And what is the content of the mbuf data in this case? Does the
application really need an mbuf?


Regards,
Olivier
Helin Zhang Dec. 1, 2014, 1:57 a.m. UTC | #7
Hi Olivier

> -----Original Message-----
> From: Olivier MATZ [mailto:olivier.matz@6wind.com]
> Sent: Friday, November 28, 2014 4:48 PM
> To: Zhang, Helin; Ananyev, Konstantin; dev@dpdk.org
> Cc: Cao, Waterman; Cao, Min
> Subject: Re: [PATCH] i40e: Use one bit flag for all hardware detected RX packet
> errors
> 
> Hi Helin,
> 
> On 11/28/2014 09:07 AM, Zhang, Helin wrote:
> > After I have completed another task, I read the datasheet carefully
> > again. For those 5 error bits I introduced for a long time, I'd like to explain one
> by one as below.
> >
> > #define PKT_RX_EIP_CKSUM_BAD (0ULL << 0)  /**< External IP header
> > checksum error. */ [Helin] Nobody complains it, so we will keep it there, and
> just assign a new value to it.
> 
> ok.
> 
> But it would be nice to have a better definition of this flag: does external mean
> outer header? For instance, when you receive a
> Ether/IP1/UDP/vxlan/Ether/IP2/xxx, does the flag concerns IP1 or IP2?
'E' means 'external', it indicates the (most) outer IP header checksum error. If you
don't think this name is not so clear, I can change it to 'PKT_RX_OUTER_IP_CHSUM_BAD'.
For inner IP header checksum error, it will be indicated by PKT_RX_IP_CKSUM_BAD.

> 
> If it's IP1, it's really strange compared to the current behavior (the flag
> PKT_RX_IP_CKSUM_BAD refers to IP1).
> 
> > #define PKT_RX_OVERSIZE      (0ULL << 0)  /**< Num of desc of an RX pkt
> oversize. */
> > [Helin] I don't think it can be merge with other hardware errors. It
> > indicates the packet received needs more descriptors than hardware
> > allowed, and the part of packets can still be stored in the mbufs
> > provided. It is a good hint for users that larger size of mbuf might
> > be needed. If just put it as hardware error, users will lose this information. So I
> prefer to keep it there, and just assign a new value to it.

•••

- _OBJECTIVES_:
**A)** Update the records from the line that has "Please indicate the parking" through the end of the records, putting "parking lot" wherever "parking area" appears and leaving everything else as it is.
**B)** Carry the mailing-list thread about the i40e RX packet error flags forward from where it stops.

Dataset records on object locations

•••

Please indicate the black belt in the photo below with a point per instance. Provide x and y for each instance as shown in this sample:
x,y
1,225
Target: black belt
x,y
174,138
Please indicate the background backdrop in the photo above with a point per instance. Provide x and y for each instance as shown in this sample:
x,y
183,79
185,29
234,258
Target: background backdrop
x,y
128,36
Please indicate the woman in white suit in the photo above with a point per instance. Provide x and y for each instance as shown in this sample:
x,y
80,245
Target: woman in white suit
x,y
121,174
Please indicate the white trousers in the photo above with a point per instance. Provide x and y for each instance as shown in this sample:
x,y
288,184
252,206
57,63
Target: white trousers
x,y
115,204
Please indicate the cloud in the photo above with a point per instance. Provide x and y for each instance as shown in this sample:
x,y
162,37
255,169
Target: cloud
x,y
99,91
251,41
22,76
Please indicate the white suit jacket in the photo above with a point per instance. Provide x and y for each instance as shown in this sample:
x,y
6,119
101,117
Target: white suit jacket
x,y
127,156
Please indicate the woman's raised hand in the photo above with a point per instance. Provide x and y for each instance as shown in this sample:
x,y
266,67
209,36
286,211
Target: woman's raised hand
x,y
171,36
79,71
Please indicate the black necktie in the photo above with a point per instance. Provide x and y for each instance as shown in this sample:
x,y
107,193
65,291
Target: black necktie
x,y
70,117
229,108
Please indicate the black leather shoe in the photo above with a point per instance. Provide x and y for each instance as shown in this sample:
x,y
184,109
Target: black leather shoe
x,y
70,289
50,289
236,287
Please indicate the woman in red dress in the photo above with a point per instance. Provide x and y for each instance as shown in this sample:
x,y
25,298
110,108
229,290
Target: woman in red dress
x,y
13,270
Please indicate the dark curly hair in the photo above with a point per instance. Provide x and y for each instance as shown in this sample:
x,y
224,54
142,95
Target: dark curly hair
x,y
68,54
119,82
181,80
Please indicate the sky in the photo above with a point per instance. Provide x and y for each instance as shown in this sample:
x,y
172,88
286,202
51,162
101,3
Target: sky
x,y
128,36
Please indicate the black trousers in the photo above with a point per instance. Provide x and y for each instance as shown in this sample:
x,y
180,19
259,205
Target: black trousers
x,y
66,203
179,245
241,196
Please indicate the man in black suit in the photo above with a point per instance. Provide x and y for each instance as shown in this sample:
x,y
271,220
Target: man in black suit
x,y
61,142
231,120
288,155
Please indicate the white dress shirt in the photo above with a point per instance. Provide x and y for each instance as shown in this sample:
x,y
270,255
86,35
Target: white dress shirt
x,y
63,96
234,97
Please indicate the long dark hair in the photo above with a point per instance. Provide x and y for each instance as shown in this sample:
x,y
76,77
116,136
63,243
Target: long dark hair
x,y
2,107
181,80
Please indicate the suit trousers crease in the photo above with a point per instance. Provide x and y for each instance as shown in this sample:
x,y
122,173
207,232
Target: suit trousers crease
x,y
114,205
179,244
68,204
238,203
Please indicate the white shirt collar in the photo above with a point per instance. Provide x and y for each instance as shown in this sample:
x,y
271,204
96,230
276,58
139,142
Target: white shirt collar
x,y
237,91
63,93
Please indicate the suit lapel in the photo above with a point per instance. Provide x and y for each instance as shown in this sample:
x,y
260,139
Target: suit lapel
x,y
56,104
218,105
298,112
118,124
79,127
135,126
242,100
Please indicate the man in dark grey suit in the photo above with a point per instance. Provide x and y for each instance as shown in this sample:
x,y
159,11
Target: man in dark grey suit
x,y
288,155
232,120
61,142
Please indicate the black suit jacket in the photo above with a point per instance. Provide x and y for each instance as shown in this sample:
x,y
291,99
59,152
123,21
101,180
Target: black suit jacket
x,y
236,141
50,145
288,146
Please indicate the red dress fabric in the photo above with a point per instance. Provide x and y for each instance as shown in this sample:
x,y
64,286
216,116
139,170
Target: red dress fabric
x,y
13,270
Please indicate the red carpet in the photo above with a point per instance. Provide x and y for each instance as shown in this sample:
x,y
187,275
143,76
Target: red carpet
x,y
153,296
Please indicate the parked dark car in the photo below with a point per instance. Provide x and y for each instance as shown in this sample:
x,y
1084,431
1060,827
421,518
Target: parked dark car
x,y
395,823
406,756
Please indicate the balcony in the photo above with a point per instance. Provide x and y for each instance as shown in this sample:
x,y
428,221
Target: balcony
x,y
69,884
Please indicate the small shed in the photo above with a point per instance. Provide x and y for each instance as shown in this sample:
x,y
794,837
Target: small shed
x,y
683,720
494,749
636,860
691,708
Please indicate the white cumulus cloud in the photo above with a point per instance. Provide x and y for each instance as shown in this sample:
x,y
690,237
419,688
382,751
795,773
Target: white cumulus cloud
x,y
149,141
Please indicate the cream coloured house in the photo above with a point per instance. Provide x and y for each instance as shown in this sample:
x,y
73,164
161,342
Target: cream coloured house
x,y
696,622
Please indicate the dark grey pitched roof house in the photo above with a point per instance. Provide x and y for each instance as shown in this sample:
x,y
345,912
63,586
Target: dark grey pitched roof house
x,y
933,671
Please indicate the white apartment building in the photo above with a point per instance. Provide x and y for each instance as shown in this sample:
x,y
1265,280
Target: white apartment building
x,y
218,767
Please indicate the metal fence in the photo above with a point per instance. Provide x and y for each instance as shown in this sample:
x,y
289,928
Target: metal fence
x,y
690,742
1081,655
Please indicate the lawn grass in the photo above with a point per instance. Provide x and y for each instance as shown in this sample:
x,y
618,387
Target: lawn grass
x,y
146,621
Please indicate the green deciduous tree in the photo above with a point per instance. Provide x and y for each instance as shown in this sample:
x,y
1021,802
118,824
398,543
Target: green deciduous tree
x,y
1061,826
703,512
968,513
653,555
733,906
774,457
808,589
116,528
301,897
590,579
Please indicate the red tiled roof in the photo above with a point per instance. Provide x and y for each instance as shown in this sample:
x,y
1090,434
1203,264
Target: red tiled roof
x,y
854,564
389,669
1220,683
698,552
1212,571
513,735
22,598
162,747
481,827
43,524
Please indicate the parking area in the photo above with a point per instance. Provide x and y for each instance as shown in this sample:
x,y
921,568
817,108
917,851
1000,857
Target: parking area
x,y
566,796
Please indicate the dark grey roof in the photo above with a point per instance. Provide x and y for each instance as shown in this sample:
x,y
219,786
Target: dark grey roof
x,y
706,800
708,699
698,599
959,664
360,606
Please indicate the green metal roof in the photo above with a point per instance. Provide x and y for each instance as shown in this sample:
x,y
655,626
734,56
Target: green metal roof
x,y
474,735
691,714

•••

- _RESULTS FOR THE EXERCISE_:
**A)**
Please indicate the parking lot in the photo above with a point per instance. Provide x and y for each instance as shown in this sample:
x,y
921,568
817,108
917,851
1000,857
Target: parking lot
x,y
566,796
Please indicate the dark grey roof in the photo above with a point per instance. Provide x and y for each instance as shown in this sample:
x,y
219,786
Target: dark grey roof
x,y
706,800
708,699
698,599
959,664
360,606
Please indicate the green metal roof in the photo above with a point per instance. Provide x and y for each instance as shown in this sample:
x,y
655,626
734,56
Target: green metal roof
x,y
474,735
691,714

**B)**
> 
> Again, a statistic counter would do the job which if it's just to provide a hint to the
> application.
It seems that we do not maintain a counter for packets in PMD, if I am not wrong. Two
ways current DPDK is using.
One is hardware provide registers to do that, we can read it directly when needed.
The other one is that applications or middle layer sw maintain its own statistics.

> 
> I wonder in which case this flag can happen. If you fill the ring with mbufs that are
> large enough compared to your ethernet network, this should not happen in
> normal conditions. I really don't believe that an application receiving an mbuf
> with this flag would stop the driver, then refill the rings it with larger mbufs.
This is not because of it is lack of available RX descriptors. It is because of a hardware
requirement. FVL hardware requires that it should not use more than 5 rx descriptors
for receiving a single packet.

> Last but not least: If it's really useful, should we have the same behavior on other
> drivers like ixgbe? I think we really need to care about not having different ways
> to use the different drivers.
I don't see the similar bit in ixgbe datasheet, but this restriction could be common
for some other NICs, as it is reasonable from hardware perspective.

> 
> To me, the only argument in favor of keeping this flag is when the mbuf contains
> a part of the data that could be dumped by a user for debug purposes.
> 
> > #define PKT_RX_HBUF_OVERFLOW (0ULL << 0)  /**< Header buffer overflow.
> > */ [Helin] It indicates the header buff size is not enough, but not
> > means hardware cannot process the packet received. It is a good hint
> > for the users to provide larger size of header buffers. I also prefer to keep it
> there, and just assign new value to it.
> 
> Same for this one.
It is a bit different from previous one, it always has one header buffer, this flag means
the buffer size is not enough for the header.
These two flags are because of buffer size or number of buffers. The mbufs are prepared
in application or up layer software. If these two flags occur, it is easier for up layer software
to debug, and know different buffers are needed. They do not need to debug PMD, as they
generally don't want to do.

> 
> > #define PKT_RX_RECIP_ERR     (0ULL << 0)  /**< Hardware processing error.
> */
> > [Helin] In the latest data sheet, it is not opened to external users.
> > So we can just remove it from here.
> 
> ok
> 
> > #define PKT_RX_MAC_ERR       (0ULL << 0)  /**< MAC error. */
> > [Helin] This indicates a real hardware error happens.
> 
> And what is the content of the mbuf data in this case? Does the application really
> need an mbuf?
Mbuf contains both the data and other information. I prefer to let the up layer software to
decide how to deal with the packet, no matter it is correct or bad. In addition, even hardware
errors happened, it still can set a special bit to enable storing the whole packet to the mbuf,
for debug purpose. Hardware error bit can be used for all hardware errors. As we do not have
one there, why not add one?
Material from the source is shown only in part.